The 2023 Warren Alpert Foundation Prize honors computational biology pioneer David J. Lipman
The 2023 Warren Alpert Foundation Prize honors computational biology pioneer David J. Lipman

The 2023 Warren Alpert Foundation Prize celebrates a frontiersperson in computational biology

Scientist’s vision transformed the way researchers analyze data, access biomedical information

The 2023 Warren Alpert Foundation Prize has been awarded to scientist David J. Lipman for his visionary work in the conception, design, and implementation of computational tools, databases, and infrastructure that transformed the way biological information is analyzed and accessed freely and rapidly around the world. 

The Warren Alpert Foundation bestows the $500,000 award in recognition of work that has improved the understanding, prevention, treatment, or cure of human disease. The prize is administered by Harvard Medical School. 

Lipman will be honored at a scientific symposium on Oct. 11, 2023, hosted by HMS. For further information, visit The Warren Alpert Foundation Prize symposium websiteScienceSource SS2379212 2 0e351

Lipman, who is currently a senior science adviser for bioinformatics and genomics for the Food and Drug Administration, is receiving the award for work he did in the 1980s and 1990s before and after becoming the founding director of the National Center for Biotechnology Information (NCBI), a position he held until 2017.

Lipman led the development of a powerful computational program called BLAST for the analysis and comparison of newly identified DNA and protein sequences against all known DNA and protein sequences. The tool transformed researchers’ ability to access and interpret DNA, RNA, and protein sequence data and propelled the fields of computational biology and molecular biology. While at the NCBI, Lipman also conceptualized and then oversaw the design and implementation of PubMed, the web-based database for biomedical literature used daily by millions of scientists, physicians, students, teachers, and the public. Today, NCBI houses multiple biotechnology databases and resources that, over the years, have reshaped biology, medicine, and other fields of science.
━━━━
_Required work_:
1. In the article on David J. Lipman's 2023 Warren Alpert Foundation Prize, which institution administers the prize?
2. Write the next part of the article on David J. Lipman's 2023 Warren Alpert Foundation Prize, picking up after its final sentence.
━━━━
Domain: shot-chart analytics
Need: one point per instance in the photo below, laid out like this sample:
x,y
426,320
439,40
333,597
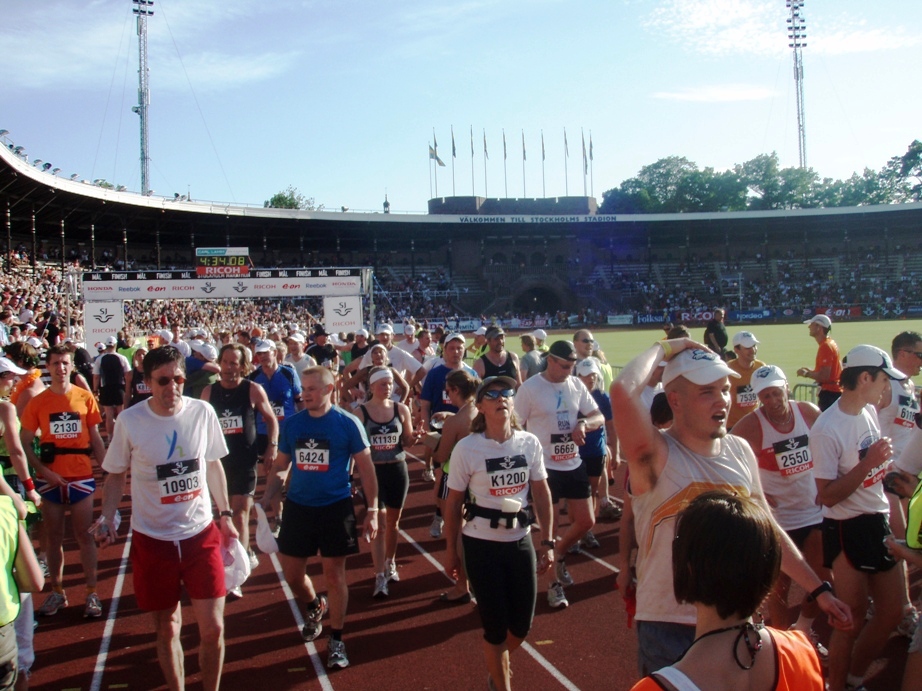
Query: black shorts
x,y
799,535
240,474
111,395
862,540
502,575
569,484
393,484
330,529
594,465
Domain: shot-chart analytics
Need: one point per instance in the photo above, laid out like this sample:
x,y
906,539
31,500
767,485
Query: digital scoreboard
x,y
222,261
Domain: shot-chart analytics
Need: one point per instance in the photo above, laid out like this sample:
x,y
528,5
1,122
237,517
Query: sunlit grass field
x,y
787,345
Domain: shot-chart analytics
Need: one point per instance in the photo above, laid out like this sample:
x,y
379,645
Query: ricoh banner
x,y
264,283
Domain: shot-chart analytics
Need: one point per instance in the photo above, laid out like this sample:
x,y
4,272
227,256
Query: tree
x,y
291,198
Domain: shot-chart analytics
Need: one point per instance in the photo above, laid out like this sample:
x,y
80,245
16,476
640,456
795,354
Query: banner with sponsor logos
x,y
101,320
143,285
342,313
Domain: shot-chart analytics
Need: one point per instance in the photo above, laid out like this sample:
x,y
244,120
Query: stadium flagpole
x,y
524,194
486,157
566,157
472,162
543,181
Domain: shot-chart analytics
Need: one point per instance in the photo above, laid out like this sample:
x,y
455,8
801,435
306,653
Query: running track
x,y
408,641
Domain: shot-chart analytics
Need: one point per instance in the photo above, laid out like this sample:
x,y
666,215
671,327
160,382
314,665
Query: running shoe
x,y
93,609
336,657
563,575
589,541
909,622
312,625
556,597
610,511
390,570
52,604
435,530
380,585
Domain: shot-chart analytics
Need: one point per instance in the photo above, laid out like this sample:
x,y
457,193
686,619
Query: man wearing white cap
x,y
296,356
778,432
850,459
401,360
110,382
827,370
743,399
668,469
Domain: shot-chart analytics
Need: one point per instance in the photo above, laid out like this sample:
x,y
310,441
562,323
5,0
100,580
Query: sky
x,y
341,99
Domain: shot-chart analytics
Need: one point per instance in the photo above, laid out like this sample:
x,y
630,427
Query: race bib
x,y
313,455
746,397
793,455
508,475
179,482
231,424
563,448
385,440
65,425
906,413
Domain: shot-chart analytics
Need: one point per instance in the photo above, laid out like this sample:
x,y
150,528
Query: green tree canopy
x,y
291,198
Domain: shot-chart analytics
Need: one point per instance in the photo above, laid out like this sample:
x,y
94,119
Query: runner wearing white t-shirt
x,y
850,459
550,405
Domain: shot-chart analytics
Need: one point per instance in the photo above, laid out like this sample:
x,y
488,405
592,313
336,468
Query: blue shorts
x,y
75,491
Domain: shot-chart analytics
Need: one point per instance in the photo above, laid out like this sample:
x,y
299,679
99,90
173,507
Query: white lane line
x,y
319,669
539,658
96,683
554,672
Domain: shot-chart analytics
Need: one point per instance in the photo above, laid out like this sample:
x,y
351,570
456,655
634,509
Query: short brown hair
x,y
726,554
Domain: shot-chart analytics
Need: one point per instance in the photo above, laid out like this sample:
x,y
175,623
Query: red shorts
x,y
160,569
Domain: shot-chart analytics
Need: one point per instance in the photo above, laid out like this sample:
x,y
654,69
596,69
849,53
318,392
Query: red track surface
x,y
407,641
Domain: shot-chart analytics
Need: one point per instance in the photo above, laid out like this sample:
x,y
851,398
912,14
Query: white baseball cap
x,y
820,319
698,366
745,338
766,377
871,356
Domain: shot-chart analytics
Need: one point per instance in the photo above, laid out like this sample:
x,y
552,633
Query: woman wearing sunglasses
x,y
492,471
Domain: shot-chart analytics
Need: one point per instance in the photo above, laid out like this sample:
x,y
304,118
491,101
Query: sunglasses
x,y
165,381
496,394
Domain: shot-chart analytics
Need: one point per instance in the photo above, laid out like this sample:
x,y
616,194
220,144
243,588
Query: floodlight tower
x,y
144,9
797,34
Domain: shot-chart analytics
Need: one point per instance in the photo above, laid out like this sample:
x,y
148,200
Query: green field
x,y
787,345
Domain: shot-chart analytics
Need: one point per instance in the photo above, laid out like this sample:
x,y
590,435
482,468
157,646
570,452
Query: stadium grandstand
x,y
526,262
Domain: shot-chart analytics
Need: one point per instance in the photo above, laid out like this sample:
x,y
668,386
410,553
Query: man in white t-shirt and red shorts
x,y
173,447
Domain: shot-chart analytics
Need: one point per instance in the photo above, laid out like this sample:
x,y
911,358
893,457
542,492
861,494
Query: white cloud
x,y
717,93
755,27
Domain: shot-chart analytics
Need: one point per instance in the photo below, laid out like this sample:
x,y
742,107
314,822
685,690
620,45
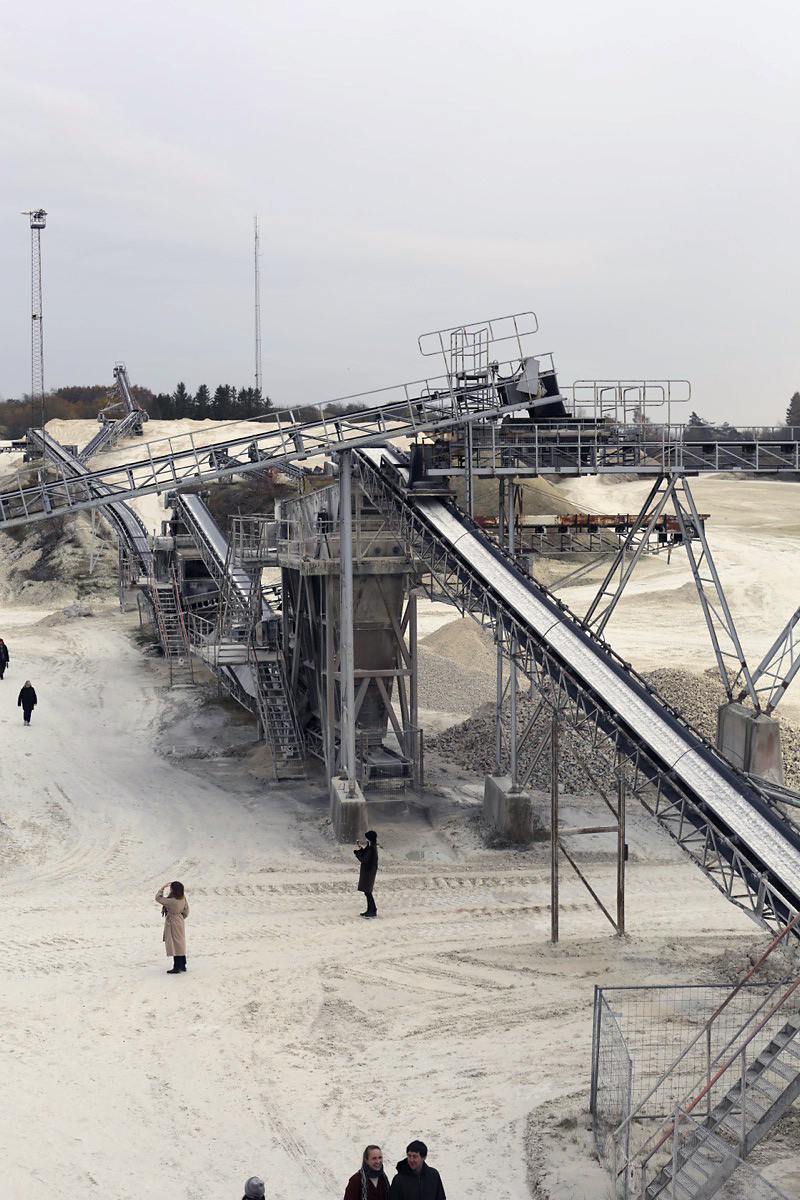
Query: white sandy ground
x,y
301,1032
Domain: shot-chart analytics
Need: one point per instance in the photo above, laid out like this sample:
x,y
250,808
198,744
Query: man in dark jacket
x,y
26,701
368,858
415,1180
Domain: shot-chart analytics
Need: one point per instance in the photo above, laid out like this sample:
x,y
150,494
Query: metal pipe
x,y
346,619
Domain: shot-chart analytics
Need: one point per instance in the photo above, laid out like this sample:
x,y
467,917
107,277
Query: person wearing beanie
x,y
370,1182
415,1180
368,858
26,701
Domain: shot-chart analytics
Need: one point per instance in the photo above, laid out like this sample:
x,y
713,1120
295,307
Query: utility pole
x,y
37,222
258,315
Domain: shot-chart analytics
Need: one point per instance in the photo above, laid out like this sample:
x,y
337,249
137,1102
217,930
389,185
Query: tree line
x,y
699,430
226,403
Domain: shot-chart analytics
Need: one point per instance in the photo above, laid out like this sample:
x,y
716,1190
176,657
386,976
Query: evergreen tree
x,y
163,407
202,402
223,402
182,401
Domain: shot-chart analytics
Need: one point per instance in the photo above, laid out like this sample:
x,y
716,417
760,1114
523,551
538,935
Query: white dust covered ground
x,y
301,1032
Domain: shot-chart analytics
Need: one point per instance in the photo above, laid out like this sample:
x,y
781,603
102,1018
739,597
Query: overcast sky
x,y
627,171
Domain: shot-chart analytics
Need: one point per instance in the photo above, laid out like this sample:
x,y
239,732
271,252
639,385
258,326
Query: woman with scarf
x,y
371,1182
174,909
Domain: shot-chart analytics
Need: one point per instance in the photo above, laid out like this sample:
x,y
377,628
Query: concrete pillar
x,y
751,741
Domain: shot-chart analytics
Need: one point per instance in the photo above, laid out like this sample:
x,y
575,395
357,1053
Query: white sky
x,y
627,171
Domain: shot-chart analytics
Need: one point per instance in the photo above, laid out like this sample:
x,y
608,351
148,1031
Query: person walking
x,y
254,1188
174,909
370,1182
415,1180
26,700
368,858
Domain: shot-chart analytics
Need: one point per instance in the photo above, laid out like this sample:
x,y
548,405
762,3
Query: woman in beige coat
x,y
174,907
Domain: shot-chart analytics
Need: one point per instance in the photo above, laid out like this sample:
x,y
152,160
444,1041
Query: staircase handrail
x,y
687,1104
179,606
704,1029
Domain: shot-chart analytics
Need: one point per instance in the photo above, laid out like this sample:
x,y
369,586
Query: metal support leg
x,y
346,619
554,827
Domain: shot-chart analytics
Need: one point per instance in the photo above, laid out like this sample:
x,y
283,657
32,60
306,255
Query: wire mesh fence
x,y
654,1048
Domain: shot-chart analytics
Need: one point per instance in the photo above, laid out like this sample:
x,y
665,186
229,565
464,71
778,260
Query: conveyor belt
x,y
130,527
767,851
169,463
212,545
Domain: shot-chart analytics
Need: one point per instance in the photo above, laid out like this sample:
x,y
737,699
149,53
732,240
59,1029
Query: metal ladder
x,y
172,633
275,708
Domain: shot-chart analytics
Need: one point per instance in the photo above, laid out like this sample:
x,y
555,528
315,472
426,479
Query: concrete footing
x,y
516,815
348,813
751,741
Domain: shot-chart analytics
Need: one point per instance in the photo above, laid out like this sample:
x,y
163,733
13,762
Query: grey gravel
x,y
471,744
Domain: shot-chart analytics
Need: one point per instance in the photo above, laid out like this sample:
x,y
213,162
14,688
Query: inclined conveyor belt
x,y
204,528
128,525
711,783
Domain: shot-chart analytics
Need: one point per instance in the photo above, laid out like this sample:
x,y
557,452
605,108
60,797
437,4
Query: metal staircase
x,y
714,1149
746,1087
172,631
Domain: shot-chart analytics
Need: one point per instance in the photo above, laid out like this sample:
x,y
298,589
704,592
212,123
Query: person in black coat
x,y
368,858
26,700
415,1180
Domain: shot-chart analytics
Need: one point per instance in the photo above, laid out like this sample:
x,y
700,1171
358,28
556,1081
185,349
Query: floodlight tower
x,y
258,315
37,222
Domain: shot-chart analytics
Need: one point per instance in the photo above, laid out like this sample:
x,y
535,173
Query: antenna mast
x,y
37,222
258,315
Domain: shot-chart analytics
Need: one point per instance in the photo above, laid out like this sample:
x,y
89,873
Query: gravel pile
x,y
697,697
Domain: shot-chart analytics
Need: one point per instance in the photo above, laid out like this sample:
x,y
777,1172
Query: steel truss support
x,y
721,856
779,666
719,619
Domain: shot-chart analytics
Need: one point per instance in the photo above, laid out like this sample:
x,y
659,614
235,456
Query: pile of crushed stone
x,y
471,744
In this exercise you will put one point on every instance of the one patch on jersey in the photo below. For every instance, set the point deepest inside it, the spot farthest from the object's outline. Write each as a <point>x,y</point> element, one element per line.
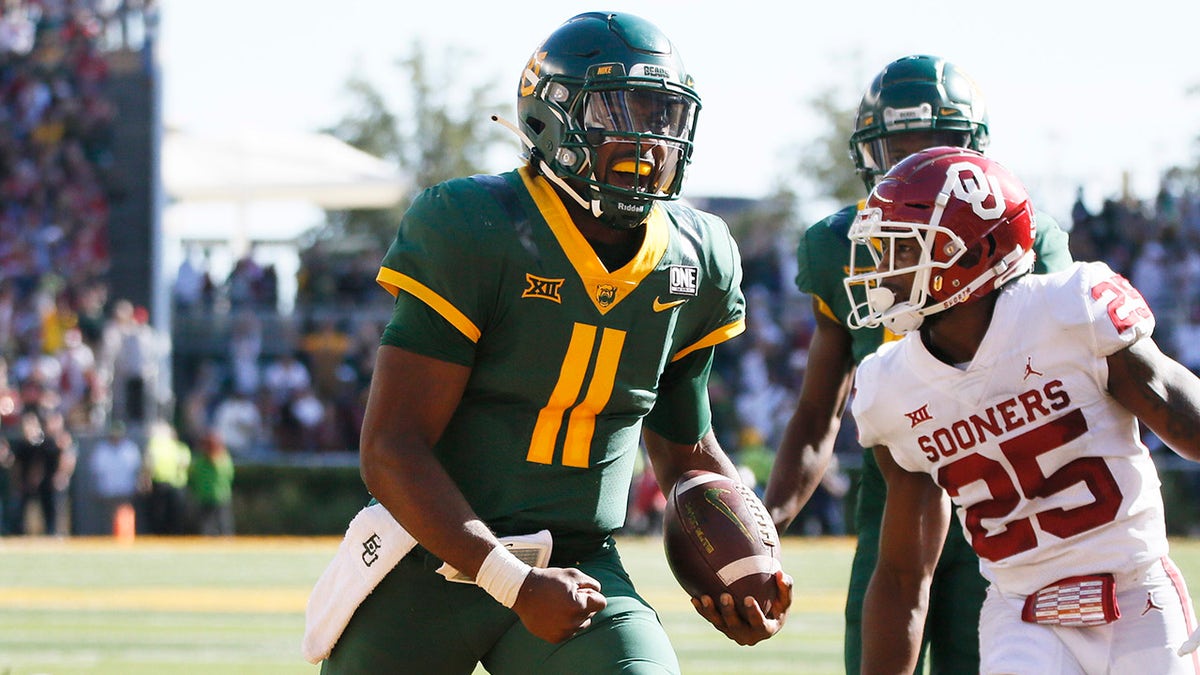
<point>684,280</point>
<point>544,288</point>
━━━━
_Responses in order_:
1. Harvard Medical School

2.
“At a time when computation was deemed an exotic pursuit by most biomedical researchers, David was prescient because he understood the potential of computation to propel biomedical science forward,” said George Q. Daley, dean of HMS and chair of the Warren Alpert Foundation Prize scientific advisory board. “His vision, creativity, and rigor have transformed how scientists analyze and share data and, indeed, how we do science.” 

Lipman’s pioneering achievements not only democratized access to scientific information but also helped catalyze critical discoveries by enabling vital exchanges and collaborations among scientists in multiple fields of biomedicine and beyond. 

“The foundational work of David Lipman in the field of computational biology and the tools that he envisioned and created have an impact that is nearly impossible to measure on the fields of biology, medicine, and beyond,” said David M. Hirsch, director, and chairman of the board of The Warren Alpert Foundation. “His contributions exemplify the mission and vision of the Warren Alpert Foundation.”

Significance of the work

Over the past 40 years, advances in DNA sequencing, computation, and the internet have transformed biomedical research, public health, and the practice of medicine. Lipman developed many of the most important computational tools and infrastructure for making discoveries with these technologies. 

In the 1980s, as the understanding of DNA and genes accelerated, elucidating the evolutionary relationships across genes and proteins within and between species became a major focus of Lipman’s scientific curiosity and research efforts. Such knowledge is critical in elucidating evolutionary relationships that provide essential clues about the function of genes and proteins.

Early on, Lipman realized that the rapid emergence of new genetic sequencing data would require powerful and efficient computer programs to compare one DNA or protein sequence against all known sequences.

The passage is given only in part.